*Items listed in a dataset*:
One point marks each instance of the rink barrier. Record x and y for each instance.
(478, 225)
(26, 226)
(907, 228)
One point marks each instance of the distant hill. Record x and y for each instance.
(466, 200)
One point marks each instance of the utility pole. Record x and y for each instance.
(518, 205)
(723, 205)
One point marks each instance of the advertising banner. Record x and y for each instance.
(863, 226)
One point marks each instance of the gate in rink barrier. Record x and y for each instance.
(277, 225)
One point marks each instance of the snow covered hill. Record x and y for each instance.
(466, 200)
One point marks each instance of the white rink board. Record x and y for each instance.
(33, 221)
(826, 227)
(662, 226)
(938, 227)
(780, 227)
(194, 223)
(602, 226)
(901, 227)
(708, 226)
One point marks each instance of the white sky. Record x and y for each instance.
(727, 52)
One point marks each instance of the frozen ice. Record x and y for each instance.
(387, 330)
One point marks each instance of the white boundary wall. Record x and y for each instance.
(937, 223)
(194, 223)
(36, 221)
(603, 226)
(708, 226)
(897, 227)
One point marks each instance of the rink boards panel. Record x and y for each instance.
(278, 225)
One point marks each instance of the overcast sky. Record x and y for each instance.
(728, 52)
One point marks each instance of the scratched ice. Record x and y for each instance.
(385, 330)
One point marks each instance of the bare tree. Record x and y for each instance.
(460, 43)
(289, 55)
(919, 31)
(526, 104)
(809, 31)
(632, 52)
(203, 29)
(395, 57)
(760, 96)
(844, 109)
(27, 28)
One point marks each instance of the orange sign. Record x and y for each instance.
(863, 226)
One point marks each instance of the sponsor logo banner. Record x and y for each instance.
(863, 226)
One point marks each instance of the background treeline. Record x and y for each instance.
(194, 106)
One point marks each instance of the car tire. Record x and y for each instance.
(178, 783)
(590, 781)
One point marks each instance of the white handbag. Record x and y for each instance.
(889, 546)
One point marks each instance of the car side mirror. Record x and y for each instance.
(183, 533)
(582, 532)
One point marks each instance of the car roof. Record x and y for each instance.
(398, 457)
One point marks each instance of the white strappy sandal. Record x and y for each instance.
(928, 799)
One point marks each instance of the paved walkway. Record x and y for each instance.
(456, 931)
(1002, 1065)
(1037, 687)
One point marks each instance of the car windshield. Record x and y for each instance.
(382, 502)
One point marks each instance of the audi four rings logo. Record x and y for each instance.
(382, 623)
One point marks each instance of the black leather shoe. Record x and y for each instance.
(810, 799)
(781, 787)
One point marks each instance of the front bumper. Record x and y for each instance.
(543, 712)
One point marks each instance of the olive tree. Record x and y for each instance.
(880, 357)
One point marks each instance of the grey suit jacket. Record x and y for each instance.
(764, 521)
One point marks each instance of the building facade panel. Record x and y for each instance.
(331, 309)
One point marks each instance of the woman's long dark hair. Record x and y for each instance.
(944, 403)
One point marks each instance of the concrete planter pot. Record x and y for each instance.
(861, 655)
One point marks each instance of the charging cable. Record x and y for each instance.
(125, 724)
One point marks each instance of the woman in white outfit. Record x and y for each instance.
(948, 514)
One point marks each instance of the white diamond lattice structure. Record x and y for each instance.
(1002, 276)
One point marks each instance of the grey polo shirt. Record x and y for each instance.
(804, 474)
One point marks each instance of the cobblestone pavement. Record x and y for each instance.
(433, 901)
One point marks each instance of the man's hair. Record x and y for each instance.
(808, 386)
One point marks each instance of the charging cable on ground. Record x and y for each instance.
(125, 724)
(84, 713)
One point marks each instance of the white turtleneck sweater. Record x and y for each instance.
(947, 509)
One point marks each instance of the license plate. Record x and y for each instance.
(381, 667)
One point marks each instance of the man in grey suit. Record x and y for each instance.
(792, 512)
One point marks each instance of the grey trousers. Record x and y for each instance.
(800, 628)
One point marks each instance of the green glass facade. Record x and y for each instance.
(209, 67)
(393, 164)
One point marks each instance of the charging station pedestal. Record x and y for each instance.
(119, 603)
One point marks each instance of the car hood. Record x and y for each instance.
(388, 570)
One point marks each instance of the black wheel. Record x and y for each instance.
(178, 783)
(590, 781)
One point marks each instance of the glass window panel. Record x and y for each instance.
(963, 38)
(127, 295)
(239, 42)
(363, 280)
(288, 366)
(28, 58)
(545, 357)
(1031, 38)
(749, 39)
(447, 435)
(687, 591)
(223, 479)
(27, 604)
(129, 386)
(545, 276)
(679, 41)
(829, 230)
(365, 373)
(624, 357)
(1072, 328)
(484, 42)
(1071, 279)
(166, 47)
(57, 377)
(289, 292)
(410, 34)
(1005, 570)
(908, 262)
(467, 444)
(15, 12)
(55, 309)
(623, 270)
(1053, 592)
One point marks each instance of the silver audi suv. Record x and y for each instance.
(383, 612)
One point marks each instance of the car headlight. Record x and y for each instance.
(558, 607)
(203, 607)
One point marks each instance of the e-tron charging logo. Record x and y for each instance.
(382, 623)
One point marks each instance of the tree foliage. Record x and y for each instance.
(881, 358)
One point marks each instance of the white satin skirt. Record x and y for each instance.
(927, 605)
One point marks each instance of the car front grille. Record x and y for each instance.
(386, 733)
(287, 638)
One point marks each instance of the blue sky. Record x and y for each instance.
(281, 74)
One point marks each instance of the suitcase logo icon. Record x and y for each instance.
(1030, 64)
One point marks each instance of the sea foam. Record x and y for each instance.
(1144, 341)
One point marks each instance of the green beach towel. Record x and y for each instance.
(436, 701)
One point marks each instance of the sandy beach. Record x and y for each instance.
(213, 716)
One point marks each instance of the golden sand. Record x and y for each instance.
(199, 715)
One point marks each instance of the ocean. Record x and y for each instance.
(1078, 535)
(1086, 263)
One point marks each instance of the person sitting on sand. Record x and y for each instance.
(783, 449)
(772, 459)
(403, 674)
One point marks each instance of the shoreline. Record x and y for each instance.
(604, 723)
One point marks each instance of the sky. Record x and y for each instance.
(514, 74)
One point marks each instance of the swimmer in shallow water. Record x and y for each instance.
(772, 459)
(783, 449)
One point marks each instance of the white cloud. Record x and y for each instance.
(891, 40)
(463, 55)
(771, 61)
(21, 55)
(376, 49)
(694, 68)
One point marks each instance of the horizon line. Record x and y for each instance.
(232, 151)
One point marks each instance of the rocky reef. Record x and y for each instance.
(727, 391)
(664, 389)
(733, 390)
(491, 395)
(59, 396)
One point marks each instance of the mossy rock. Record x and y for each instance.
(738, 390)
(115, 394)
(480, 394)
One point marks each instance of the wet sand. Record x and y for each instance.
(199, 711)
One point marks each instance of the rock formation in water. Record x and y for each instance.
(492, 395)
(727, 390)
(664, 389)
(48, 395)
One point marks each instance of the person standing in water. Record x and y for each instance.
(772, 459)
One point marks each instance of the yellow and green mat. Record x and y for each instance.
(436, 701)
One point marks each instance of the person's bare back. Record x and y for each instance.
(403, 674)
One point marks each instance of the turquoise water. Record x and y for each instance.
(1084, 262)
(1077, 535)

*PROBLEM*: Every entry is to be restated word for word, with nothing dropped.

*FINISHED EXERCISE*:
One point marks each instance of the rink barrier. Record x and y for each instance.
(478, 225)
(26, 226)
(907, 228)
One point marks each instance of the distant hill. Record x and y for each instance.
(466, 200)
One point marks each instance of the utility pole. Record x and y for each instance.
(518, 205)
(723, 205)
One point marks each instance of the advertising banner. Record x and y for each instance.
(863, 226)
One point marks each instance of the gate in rink barrier. Record x and y for each instance.
(277, 225)
One point marks each instance of the snow covered hill. Record x and y for each instance.
(466, 200)
One point marks each instance of the white rink board. Record x and y for each instance.
(33, 221)
(826, 227)
(662, 226)
(938, 227)
(780, 227)
(194, 223)
(602, 226)
(901, 227)
(708, 226)
One point marks each instance of the white sky. Record x and y for each instance.
(727, 52)
One point marks each instance of the frozen ice. Record x and y for each instance.
(387, 330)
One point marks each instance of the white boundary wall. Record x and y for each instance.
(937, 223)
(194, 223)
(36, 221)
(603, 226)
(708, 226)
(897, 227)
One point marks each instance of the rink boards panel. Record x and y for each instance.
(278, 225)
One point marks each instance of the overcast sky. Record x and y for each instance.
(728, 52)
One point marks each instance of the scratched ice. Record x and y for each instance.
(385, 330)
One point marks each instance of the bare tree. Record x and y for each instance.
(460, 43)
(289, 55)
(919, 31)
(526, 104)
(809, 31)
(632, 52)
(203, 29)
(395, 57)
(760, 96)
(844, 109)
(27, 28)
One point marks each instance of the orange sign. Record x and y for each instance.
(863, 226)
One point marks each instance of the sponsor logo banner. Record x and y for each instance.
(863, 226)
One point marks each instance of the background treeline. Record x and y for each instance.
(194, 106)
One point marks each instance of the car tire. Record x and y for each instance.
(178, 783)
(590, 781)
One point marks each instance of the white handbag. Record x and y for each instance.
(889, 546)
One point marks each instance of the car side mirror. Record x and y for each instance.
(183, 533)
(582, 532)
One point marks each instance of the car roof. Record x and y for each instance.
(398, 457)
One point marks each instance of the white strappy sandal. Record x and y for each instance.
(928, 799)
One point marks each instance of the paved walkway. Record x and y for each instance.
(456, 931)
(1002, 1065)
(1037, 687)
One point marks each instance of the car windshield. Record x and y for each instance.
(382, 502)
One point marks each instance of the audi four rings logo. Record x and y for each instance.
(382, 623)
One point marks each instance of the black leather shoe. Record x and y for each instance.
(810, 799)
(781, 787)
One point marks each instance of the front bumper. Record x and y for each instance.
(543, 712)
One point marks each instance of the olive tree. Record x and y for each instance.
(880, 357)
One point marks each instance of the grey suit jacket. Record x and y for each instance.
(764, 521)
One point marks each instance of the building facade panel. Record x and y for each instance.
(331, 309)
One point marks each instance of the woman's long dark hair. Record x and y for each instance.
(944, 403)
One point marks each instance of the concrete planter pot. Record x and y for each instance.
(861, 655)
One point marks each instance of the charging cable. Record x and y for each instance.
(125, 724)
One point marks each instance of the woman in white outfit. Record x and y for each instance.
(948, 514)
One point marks each instance of the white diamond lattice structure. Record x and y for each instance.
(1002, 276)
One point marks each instance of the grey polo shirt. Record x and y for each instance.
(804, 474)
One point marks each instance of the cobblestone pavement. Record x and y for each instance.
(433, 901)
One point marks each instance of the man's hair. Record x and y for each instance.
(808, 386)
One point marks each instance of the charging cable on ground. Record x and y for each instance.
(125, 724)
(84, 713)
One point marks each instance of the white turtleneck sweater. Record x and y for each instance.
(947, 509)
One point marks each instance of the license plate. Record x and y for each instance.
(381, 667)
One point marks each instance of the man in grey suit. Record x and y for each instance.
(792, 512)
One point marks each instance of the grey trousers. Record x and y for each instance.
(800, 628)
One point marks each instance of the green glass facade. Record x and y for each instance.
(209, 67)
(393, 164)
One point marks each instance of the charging station pedestal. Record x and y for each instance.
(119, 603)
One point marks each instance of the car hood. Record x and y for each instance.
(388, 570)
One point marks each instance of the black wheel. Record x and y for each instance.
(178, 783)
(590, 781)
One point marks each instance of the glass window panel. Record x and y for each instance.
(963, 38)
(127, 295)
(239, 42)
(363, 280)
(288, 366)
(28, 58)
(545, 357)
(1031, 38)
(749, 39)
(447, 435)
(687, 591)
(223, 479)
(27, 604)
(129, 386)
(545, 276)
(679, 41)
(829, 230)
(365, 373)
(624, 357)
(1072, 328)
(484, 42)
(1071, 279)
(166, 47)
(57, 377)
(289, 292)
(410, 34)
(1005, 570)
(908, 262)
(467, 444)
(15, 12)
(55, 309)
(623, 270)
(1053, 592)
One point marks each instance of the silver audi suv. Record x and y for each instance.
(383, 612)
One point marks each instance of the car headlight. Record x and y for each instance.
(558, 607)
(203, 607)
One point marks each instance of the e-tron charging logo. Record x and y for each instance.
(382, 623)
One point marks each instance of the tree foliage. Record x and y for each instance.
(881, 358)
One point marks each instance of the white satin skirt. Record x and y for each instance.
(927, 605)
One point marks each instance of the car front grille. Record x and y for each instance.
(386, 733)
(287, 638)
One point marks each instance of the blue sky. Record x and y for each instance.
(281, 74)
One point marks each instance of the suitcase logo icon. Record x and y for each instance.
(1030, 64)
One point marks each instance of the sea foam. Record x and y for each instance.
(1144, 341)
One point marks each instance of the green beach towel. Record x and y for each instance.
(436, 701)
One point marks each instance of the sandy beach. Record x and y for each instance.
(213, 716)
One point marks each instance of the golden sand. Record x and y for each instance.
(199, 715)
One point marks each instance of the ocean. Record x and y for each instance.
(1078, 535)
(1086, 263)
One point marks each instance of the person sitting on sand. Record x and y for each instance.
(783, 449)
(772, 459)
(403, 674)
One point marks each instance of the shoreline. Record x and y for each instance.
(604, 723)
One point marks each instance of the sky. Record x and y for each instance.
(514, 74)
One point marks each instance of the swimmer in shallow water. Record x and y for each instance.
(772, 459)
(783, 449)
One point marks each instance of the white cloud. Record x and y for each instance.
(891, 40)
(463, 55)
(771, 61)
(21, 55)
(376, 49)
(694, 68)
One point marks each instance of the horizon line. Record x and y for each instance.
(232, 151)
One point marks each instance of the rocky reef. Record x and y for each instance.
(727, 391)
(664, 389)
(733, 390)
(491, 395)
(59, 396)
One point marks each instance of the mossy rock. Record x and y for each instance.
(738, 390)
(115, 394)
(480, 394)
One point marks each instance of the wet sand. Record x and y for each instance.
(199, 711)
One point marks each instance of the rock formation in water. Record x and y for each instance.
(492, 395)
(727, 390)
(664, 389)
(48, 395)
One point marks each instance of the person standing in water. Record x and y for each instance.
(772, 459)
One point marks each instance of the yellow and green mat. Record x and y for each instance.
(436, 701)
One point marks each instance of the person's bare back. Record x and y for each instance.
(403, 674)
One point marks each instance of the turquoise water. Record x and y for each instance.
(1084, 262)
(1077, 535)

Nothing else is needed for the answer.